→ **ASSIGNMENT**
Copy every line of the data below exactly as given, except for the pictures.
LISTED RECORDS: Begin
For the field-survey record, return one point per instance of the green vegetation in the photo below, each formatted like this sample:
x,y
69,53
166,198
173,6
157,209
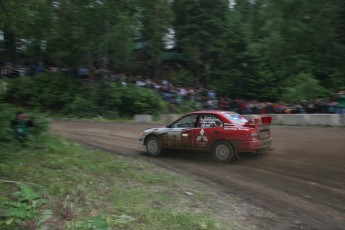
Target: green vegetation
x,y
48,182
57,184
242,49
64,95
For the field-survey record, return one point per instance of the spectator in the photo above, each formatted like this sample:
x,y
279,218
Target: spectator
x,y
340,107
20,126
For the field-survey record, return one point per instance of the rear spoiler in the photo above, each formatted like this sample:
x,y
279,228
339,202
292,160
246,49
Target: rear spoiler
x,y
261,120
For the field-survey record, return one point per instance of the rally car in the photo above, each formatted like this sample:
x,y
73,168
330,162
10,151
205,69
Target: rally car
x,y
223,133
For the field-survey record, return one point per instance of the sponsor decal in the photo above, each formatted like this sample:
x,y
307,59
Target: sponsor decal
x,y
201,137
230,128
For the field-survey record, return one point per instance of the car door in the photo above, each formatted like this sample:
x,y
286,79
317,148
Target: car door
x,y
208,131
180,136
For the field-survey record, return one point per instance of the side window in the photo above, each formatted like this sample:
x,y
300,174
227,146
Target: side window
x,y
186,122
209,120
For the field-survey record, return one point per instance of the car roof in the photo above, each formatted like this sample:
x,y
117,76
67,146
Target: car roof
x,y
211,111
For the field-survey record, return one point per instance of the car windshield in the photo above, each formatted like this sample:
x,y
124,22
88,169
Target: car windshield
x,y
236,118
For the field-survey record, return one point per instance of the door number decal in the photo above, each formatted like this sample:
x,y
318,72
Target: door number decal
x,y
202,137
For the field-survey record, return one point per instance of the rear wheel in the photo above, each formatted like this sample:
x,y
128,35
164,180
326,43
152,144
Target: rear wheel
x,y
154,146
223,152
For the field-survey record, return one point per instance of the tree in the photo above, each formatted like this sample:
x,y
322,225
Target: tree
x,y
200,33
155,18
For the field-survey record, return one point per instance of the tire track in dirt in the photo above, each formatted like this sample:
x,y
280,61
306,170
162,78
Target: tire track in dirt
x,y
302,182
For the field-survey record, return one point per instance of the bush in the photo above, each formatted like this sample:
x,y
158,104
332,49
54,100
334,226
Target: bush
x,y
303,86
8,113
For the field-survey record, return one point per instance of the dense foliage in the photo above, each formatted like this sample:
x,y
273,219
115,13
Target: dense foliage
x,y
248,49
65,95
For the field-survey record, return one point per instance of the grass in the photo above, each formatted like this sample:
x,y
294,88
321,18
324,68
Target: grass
x,y
58,184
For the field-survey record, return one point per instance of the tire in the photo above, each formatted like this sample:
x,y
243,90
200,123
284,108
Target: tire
x,y
154,146
223,152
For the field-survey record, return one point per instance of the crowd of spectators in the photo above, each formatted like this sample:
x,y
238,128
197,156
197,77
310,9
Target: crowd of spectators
x,y
208,99
203,98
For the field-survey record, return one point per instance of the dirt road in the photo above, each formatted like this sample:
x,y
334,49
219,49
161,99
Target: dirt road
x,y
301,183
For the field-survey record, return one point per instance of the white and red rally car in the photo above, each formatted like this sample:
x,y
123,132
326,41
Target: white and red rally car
x,y
223,133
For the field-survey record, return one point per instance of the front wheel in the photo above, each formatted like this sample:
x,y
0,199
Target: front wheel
x,y
154,146
223,152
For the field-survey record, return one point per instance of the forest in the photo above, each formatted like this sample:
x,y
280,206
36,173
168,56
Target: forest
x,y
272,50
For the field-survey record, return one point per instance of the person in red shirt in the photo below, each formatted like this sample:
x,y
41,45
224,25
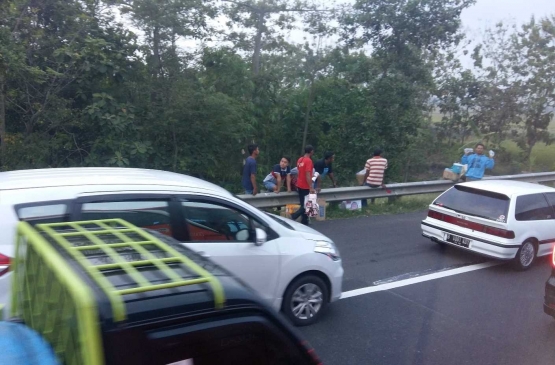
LISTED RECORDS: End
→ **ANSWER SPACE**
For the field-survey record, return one point per instance of the green vegetation in the photo below, each formatted like this sample:
x,y
69,53
166,198
173,6
157,209
Target: green vegetation
x,y
48,182
57,184
242,49
64,95
For the field-survey record, return one point per instance of the spectator in the photo above, each formatted like this sample:
x,y
279,218
Target: spectator
x,y
340,107
20,126
For the field-survey record, return one point per instance of the rear spoiler in the photo above, each formatted like this sample:
x,y
279,228
339,202
292,160
246,49
Target: rear spoiler
x,y
261,120
For the field-survey record, return one point per instance of the rally car in the photo above, each formatted like this sample:
x,y
73,168
330,162
10,151
205,69
Target: rally car
x,y
223,133
For the field-survey record, return one point per instance of the sponsor decal in the photo above, each formatted like this sample:
x,y
307,59
Target: sponsor decal
x,y
201,137
230,128
For the field-survey record, return one point per instance of the car door in the photo above, each formatted like this sample:
x,y
286,79
317,148
Target: car door
x,y
208,131
180,136
For the field-survey record, return one point per instance of the side window in the photo above, each formatted like this sample:
x,y
300,174
227,146
Target: side window
x,y
186,122
209,120
For the field-survey record, return one point per instance of the car roof in the photo above, each formatted like this sample:
x,y
117,76
67,146
Target: car roof
x,y
211,111
For the field-survey record, return one point per instance of the car windshield in the photo above, each formatted like this sample:
x,y
124,22
88,169
Target: car windshield
x,y
236,118
For the field-survey record, return one point per instance of the door number decal in the photo above, each formatted like this sample:
x,y
318,72
Target: door number decal
x,y
202,137
For the field-survey record, return one point per instance of the rear wheel in the photo above, each formatted like this sample:
x,y
128,35
164,180
326,43
152,144
Target: rear wheel
x,y
154,146
223,152
For the field-survey record, return one point per instance of the tree in the photo above, each formatted like this sample:
x,y
322,225
Target: tree
x,y
200,33
155,18
For the field-survey record, return one point per instance of the tire track in dirt in the photo above, each formatted like this sample:
x,y
280,61
306,170
162,78
Target: tire track in dirt
x,y
302,182
For the field-survey record, return one point per instance of the bush in the photo above, each formatted like this sample:
x,y
158,104
332,49
54,100
334,226
Target: bush
x,y
303,86
8,113
For the field-survey record, return one point per instance of the dense foliage in the photo above, each formatted like this sample:
x,y
273,219
115,13
Target: dense foliage
x,y
248,49
65,95
For the field-survey record, return one point per instance of the grass in the photo above, each formatted like this sample:
x,y
294,88
321,18
324,68
Target: grass
x,y
58,184
For the field-survey record, return one point per instance of the tire in the photo above, each formatted like this sample:
x,y
243,90
200,123
284,108
Target: tire
x,y
154,146
223,152
For the field-survey record, return one point per instance of the crowd of spectators in the photo above, each formatted like this sample:
x,y
238,128
197,156
197,77
310,9
Target: crowd of spectators
x,y
208,99
203,98
For the field-survey record, return one point per instance of the dirt road in the photo above, each formatted like this sample:
x,y
334,49
219,49
161,99
Target: dirt road
x,y
301,183
For the field-survey record, return one point per instance of the white and red rally car in the photo above, each formatted like this sample:
x,y
123,132
326,41
Target: white and red rally car
x,y
223,133
For the field-survey record, return one point per instance of the front wheel in the photo above, each formatted like this sample:
x,y
0,199
Target: front wheel
x,y
154,146
223,152
For the field-survey record, return one point per instance of the forest in the photo above, each formatted like this sample:
x,y
280,206
36,173
168,56
Target: forest
x,y
272,50
For the field-survey record, return one point per instance of the person in red shirt in the photo below, each formatted like this sample:
x,y
41,45
224,25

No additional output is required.